__What is being asked__: Continue the review of Wild Nothing's album Gemini from where it stops.

Posted by Aaron Detroit, June 3, 2010 02:00pm | Post a Comment
Wild Nothing Gemini
Chillwave” in 2010 is as embarassing a genre tag as “Shoegaze” or “Grunge” was in 1991. It sounds more like a vile blue-colored slushy drink from a convenience store than a musical genre. I feel bad for the contemporary Dream Pop bands that have to endure being cast as such. Chillwave is the new Nu-Rave, i.e., nothing more than loosely similar bands being forced into corners by lazy bedroom bloggers. While many young bands, as of late, have been heavily borrowing sonic textures, recording aesthetics, and ideas from those bleary bands of the late ‘80’s and early 90’s, Virginia’s one-man band of Jack Tatum, aka Wild Nothing, has succeeded in making a record that pings the right amount of lilting and forlorn nostalgia via its familiar Dream Pop haze yet is complex enough not to fatigue attentive ears. Gemini, released this week, has all the shimmer of early Cocteau Twins, the bounce of mid-era Cure, and the rough charm of a C86-era mixtape. This is the sort of record I wish Beach House would make.

__Information shown__:

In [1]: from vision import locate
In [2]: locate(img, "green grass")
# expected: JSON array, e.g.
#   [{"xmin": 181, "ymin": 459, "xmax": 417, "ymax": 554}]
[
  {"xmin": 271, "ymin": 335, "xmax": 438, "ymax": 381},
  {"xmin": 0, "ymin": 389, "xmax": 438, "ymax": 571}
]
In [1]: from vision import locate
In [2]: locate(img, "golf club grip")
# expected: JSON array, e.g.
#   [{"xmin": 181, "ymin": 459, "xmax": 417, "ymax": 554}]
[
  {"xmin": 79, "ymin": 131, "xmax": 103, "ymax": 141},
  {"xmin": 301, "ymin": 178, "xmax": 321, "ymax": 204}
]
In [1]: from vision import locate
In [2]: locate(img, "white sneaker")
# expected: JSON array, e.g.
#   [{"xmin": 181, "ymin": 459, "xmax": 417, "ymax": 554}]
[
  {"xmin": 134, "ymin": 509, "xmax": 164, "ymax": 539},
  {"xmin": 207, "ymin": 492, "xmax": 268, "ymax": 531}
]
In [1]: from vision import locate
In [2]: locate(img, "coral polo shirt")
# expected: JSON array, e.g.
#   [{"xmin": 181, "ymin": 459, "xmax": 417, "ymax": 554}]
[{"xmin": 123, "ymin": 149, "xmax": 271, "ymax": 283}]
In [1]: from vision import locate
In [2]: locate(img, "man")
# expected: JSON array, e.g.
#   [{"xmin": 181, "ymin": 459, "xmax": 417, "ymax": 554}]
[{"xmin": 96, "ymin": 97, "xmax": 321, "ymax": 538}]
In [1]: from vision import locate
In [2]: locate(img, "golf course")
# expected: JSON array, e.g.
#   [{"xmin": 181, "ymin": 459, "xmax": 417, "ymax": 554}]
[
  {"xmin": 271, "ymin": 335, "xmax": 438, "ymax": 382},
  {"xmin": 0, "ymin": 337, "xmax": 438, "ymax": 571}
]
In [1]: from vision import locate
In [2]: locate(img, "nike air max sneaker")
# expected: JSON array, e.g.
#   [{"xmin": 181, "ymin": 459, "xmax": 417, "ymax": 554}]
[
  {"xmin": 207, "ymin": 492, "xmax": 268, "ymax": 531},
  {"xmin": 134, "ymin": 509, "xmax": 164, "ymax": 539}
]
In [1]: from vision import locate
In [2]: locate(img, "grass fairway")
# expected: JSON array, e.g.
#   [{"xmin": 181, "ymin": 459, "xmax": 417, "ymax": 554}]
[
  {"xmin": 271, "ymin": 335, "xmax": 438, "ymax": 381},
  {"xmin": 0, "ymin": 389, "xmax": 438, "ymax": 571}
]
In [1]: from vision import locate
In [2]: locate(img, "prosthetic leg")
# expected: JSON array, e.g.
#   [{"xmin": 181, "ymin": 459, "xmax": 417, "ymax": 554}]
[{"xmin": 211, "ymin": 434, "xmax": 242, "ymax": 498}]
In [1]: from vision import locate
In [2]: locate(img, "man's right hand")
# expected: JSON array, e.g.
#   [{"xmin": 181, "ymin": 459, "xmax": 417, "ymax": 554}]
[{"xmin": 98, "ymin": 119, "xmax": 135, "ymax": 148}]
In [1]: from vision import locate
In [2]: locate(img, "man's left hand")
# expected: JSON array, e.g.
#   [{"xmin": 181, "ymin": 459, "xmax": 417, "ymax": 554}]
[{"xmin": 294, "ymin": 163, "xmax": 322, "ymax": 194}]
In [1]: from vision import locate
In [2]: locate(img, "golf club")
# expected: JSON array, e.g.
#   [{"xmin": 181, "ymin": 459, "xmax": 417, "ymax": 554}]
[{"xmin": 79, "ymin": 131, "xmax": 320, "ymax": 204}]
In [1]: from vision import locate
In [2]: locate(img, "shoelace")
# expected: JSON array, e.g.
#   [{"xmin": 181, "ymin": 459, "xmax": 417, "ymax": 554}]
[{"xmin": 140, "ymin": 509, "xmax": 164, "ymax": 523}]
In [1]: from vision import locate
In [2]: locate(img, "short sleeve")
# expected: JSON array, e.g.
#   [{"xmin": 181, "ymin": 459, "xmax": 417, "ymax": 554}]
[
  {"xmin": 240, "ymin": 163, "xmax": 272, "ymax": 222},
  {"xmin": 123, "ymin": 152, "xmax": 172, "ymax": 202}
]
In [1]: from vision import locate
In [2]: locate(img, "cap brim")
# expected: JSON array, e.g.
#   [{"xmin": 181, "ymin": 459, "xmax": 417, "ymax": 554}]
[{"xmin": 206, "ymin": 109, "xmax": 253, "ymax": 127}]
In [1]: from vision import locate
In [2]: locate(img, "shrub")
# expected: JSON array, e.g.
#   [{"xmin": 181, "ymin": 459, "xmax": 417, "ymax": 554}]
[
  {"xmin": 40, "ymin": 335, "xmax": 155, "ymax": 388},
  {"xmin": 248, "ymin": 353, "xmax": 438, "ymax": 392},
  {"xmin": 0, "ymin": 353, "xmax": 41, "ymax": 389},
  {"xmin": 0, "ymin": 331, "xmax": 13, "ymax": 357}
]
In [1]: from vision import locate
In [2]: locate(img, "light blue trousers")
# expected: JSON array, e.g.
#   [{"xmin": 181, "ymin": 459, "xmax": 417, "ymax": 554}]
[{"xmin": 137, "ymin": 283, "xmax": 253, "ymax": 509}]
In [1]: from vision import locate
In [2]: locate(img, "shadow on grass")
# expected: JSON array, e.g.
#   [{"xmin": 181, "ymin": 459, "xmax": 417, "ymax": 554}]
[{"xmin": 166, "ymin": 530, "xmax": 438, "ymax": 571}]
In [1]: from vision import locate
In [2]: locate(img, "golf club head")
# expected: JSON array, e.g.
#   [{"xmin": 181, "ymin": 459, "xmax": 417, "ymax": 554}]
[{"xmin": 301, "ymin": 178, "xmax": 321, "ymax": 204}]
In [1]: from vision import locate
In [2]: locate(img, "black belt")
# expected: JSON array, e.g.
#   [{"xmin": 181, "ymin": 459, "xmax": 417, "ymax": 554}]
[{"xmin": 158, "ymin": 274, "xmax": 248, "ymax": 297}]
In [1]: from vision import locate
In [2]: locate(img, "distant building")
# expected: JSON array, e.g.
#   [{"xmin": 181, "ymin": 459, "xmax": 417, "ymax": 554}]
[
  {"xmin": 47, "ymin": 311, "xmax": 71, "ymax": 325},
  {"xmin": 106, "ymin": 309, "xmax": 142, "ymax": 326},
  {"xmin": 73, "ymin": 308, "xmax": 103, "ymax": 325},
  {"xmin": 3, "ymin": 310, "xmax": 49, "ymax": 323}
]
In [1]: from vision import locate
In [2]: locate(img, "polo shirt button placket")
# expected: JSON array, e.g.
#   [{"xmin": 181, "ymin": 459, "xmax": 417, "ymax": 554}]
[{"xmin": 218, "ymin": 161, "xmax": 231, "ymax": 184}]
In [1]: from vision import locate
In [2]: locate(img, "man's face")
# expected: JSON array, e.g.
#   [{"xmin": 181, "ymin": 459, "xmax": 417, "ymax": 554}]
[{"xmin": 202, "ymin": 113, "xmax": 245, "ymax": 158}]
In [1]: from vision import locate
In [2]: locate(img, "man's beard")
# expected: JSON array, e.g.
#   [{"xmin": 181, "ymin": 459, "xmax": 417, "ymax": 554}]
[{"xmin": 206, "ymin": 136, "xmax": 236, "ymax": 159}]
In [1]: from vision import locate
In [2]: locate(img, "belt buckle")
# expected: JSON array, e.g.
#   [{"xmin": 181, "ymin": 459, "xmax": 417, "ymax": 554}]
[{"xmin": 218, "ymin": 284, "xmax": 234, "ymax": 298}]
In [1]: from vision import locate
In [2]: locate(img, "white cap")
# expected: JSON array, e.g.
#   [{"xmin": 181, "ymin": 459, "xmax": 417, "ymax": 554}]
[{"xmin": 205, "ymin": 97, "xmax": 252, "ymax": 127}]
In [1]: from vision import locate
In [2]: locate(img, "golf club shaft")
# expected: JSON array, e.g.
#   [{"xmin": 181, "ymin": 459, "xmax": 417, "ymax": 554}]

__Result of the exercise__:
Gemini’s success as a great Dream Pop album is also highlighted by what it is lacking. Tatum avoids the cloying cutsey tweeness of last year’s retro-darlings The Pains of Being Pure At Heart and instead delivers a breezywild nothing Jack Tatum melancholy. Sincerity is a breath of fresh air here as well -- while essentially postmodern because of its pastiche, Gemini obviously springs from Tatum’s heart, carefully avoiding the irony so many young bands rely on and hide behind. On the slow-crawl of “Pessimist,” Tatum wears it on his sleeve with the line “Boys Don’t Cry/They Just Die” without a hint of a grin. However, the album is never oppressive or dreary, even when Tatum is bummed out; it truly is a great feat to make a record that plays perfectly on a summer drive to the beach or home alone on a rainy day.